March 14, 2005
Q: I have Windows XP and my computer is working fine, plus I am behind a router, and I have Norton Antivirus and a firewall. I want to know if there is any need to install the Microsoft critical updates?
Is my computer protected enough with the software and router? — Jesse
A: With all the information swirling around about the dangers of online life, it can get very confusing as to what you should and shouldn’t be doing to protect yourself.
How many layers of security should you use? When does installing additional security go from concern about protection to paranoia?
There are several things that I consider must-haves for any Internet-connected computer. Those who are connected to a broadband or highspeed Internet connection such as DSL or cable should have a router, a piece of hardware that acts as a 24/7 shield between your computer and the rest of the Internet.
The reason broadband users need extra protection from the Internet is because they are always on the network.
This means that whether you are surfing the Net or not, your computer is physically connected to every other computer on the Internet, giving malicious users the opportunity to try to access it.
A hardware router acts sort of like the invisibility cloak in the "Harry Potter" movies — allowing you to stay connected without being noticed.
It also generally comes with additional ports to add other computers safely, creating a hardware "firewall" between your computers and the rest of the world.
Any firewall or router can be compromised as soon as a file that has a Trojan horse or other malicious code hidden in it is opened. Once the file is opened, it opens up a back door and punches a hole through the cloak, inviting outsiders into your system.
Antivirus software is an essential component, because it helps ward off malicious code that can get past the router, through e-mail attachments and file downloads from other Internet sources.
The moment you attempt to open an infected file that will compromise your security, the antivirus program is tasked with stopping the process and warning you.

**Entries provided**
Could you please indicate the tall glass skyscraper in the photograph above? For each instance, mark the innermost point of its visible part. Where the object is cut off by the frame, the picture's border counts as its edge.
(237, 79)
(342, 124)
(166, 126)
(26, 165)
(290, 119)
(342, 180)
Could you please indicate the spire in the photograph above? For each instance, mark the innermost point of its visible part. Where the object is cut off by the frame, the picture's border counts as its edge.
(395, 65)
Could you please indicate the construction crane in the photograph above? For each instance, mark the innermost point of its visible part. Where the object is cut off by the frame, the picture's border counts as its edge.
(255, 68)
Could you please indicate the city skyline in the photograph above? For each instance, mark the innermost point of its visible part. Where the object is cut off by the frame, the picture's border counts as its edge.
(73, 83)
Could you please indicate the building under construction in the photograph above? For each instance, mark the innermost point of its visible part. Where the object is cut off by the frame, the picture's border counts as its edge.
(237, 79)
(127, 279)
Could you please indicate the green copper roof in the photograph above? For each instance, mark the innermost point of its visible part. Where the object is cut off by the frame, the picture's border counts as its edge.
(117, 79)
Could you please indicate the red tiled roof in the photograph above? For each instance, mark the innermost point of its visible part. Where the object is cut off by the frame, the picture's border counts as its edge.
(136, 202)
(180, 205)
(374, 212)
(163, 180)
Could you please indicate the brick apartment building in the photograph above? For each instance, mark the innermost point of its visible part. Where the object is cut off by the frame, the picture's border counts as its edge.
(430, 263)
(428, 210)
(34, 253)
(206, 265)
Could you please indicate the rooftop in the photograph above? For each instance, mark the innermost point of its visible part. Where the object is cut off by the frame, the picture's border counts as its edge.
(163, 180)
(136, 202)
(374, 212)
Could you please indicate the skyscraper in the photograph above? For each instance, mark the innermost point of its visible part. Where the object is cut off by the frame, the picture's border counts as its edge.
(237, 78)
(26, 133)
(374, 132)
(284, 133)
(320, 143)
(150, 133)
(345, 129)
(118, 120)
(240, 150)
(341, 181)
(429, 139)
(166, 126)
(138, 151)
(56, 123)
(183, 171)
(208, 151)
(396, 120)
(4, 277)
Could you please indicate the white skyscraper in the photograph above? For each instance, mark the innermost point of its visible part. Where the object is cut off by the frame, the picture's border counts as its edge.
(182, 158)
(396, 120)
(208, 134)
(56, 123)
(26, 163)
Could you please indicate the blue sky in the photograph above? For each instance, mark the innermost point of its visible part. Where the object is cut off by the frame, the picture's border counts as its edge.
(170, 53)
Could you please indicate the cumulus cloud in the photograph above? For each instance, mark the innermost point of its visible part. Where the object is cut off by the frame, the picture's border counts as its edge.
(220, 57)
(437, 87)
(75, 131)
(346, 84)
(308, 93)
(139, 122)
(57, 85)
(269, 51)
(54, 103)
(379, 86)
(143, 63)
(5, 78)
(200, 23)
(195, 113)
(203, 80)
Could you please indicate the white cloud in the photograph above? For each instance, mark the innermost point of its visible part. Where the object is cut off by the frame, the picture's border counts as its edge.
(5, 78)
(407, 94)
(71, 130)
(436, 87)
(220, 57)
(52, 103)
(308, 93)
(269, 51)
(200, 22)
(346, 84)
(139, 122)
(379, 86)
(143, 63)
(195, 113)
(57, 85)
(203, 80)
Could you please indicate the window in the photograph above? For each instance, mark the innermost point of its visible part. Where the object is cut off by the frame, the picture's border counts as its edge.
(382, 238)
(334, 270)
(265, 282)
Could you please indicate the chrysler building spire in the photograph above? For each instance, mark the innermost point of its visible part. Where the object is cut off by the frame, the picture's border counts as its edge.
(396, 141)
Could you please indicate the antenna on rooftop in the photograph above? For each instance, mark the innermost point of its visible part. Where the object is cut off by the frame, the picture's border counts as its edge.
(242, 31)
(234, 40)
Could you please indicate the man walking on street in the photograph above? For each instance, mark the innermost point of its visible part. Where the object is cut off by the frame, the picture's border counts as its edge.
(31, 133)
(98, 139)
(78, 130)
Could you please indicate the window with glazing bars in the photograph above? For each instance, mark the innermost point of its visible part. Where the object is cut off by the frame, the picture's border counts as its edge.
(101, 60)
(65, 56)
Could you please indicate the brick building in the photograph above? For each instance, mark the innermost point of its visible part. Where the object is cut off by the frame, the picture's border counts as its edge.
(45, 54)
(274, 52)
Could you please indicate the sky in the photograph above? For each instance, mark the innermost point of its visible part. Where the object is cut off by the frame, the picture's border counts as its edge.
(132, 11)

**Required actions**
1. Answer these questions from the computer security column:
(a) Which users does the column say should have a router?
(b) What does the column compare a hardware router to?
(c) What is the antivirus program tasked with doing the moment you attempt to open an infected file?
2. Write the next part of the computer security column, starting after its final sentence.

**Numbered answers**
1.
(a) Those connected to a broadband or high-speed Internet connection such as DSL or cable.
(b) The invisibility cloak in the "Harry Potter" movies.
(c) Stopping the process and warning you.

2.
The point of installing Microsoft’s critical updates is to plug as many holes as have been discovered that would allow malicious code to get around your router, antivirus software and firewalls. In other words, implementing a router, antivirus and firewall software can all be for naught if you don’t update Windows on what it should and should not allow to happen. Critical updates turn off or modify many unneeded functions that can be used against you.
Many new attacks can be launched via a Web browser or e-mail preview window without any real interaction from the user (aka drive-by downloads), if the latest critical updates have not been applied.
These new attacks often start wreaking havoc by disarming your security and protection software and sending out a beacon to the rest of the malcontents on the Internet, because you skipped a step that would have kept them out.
If you have Windows XP it should, by default, be downloading the latest updates and notifying you that they are ready to be installed.
If you are not sure where you currently stand on critical updates, you can visit http://windowsupdate.Microsoft.com to have Microsoft scan your system and let you know what you are missing and turn on the Automatic Updates if they are currently turned off.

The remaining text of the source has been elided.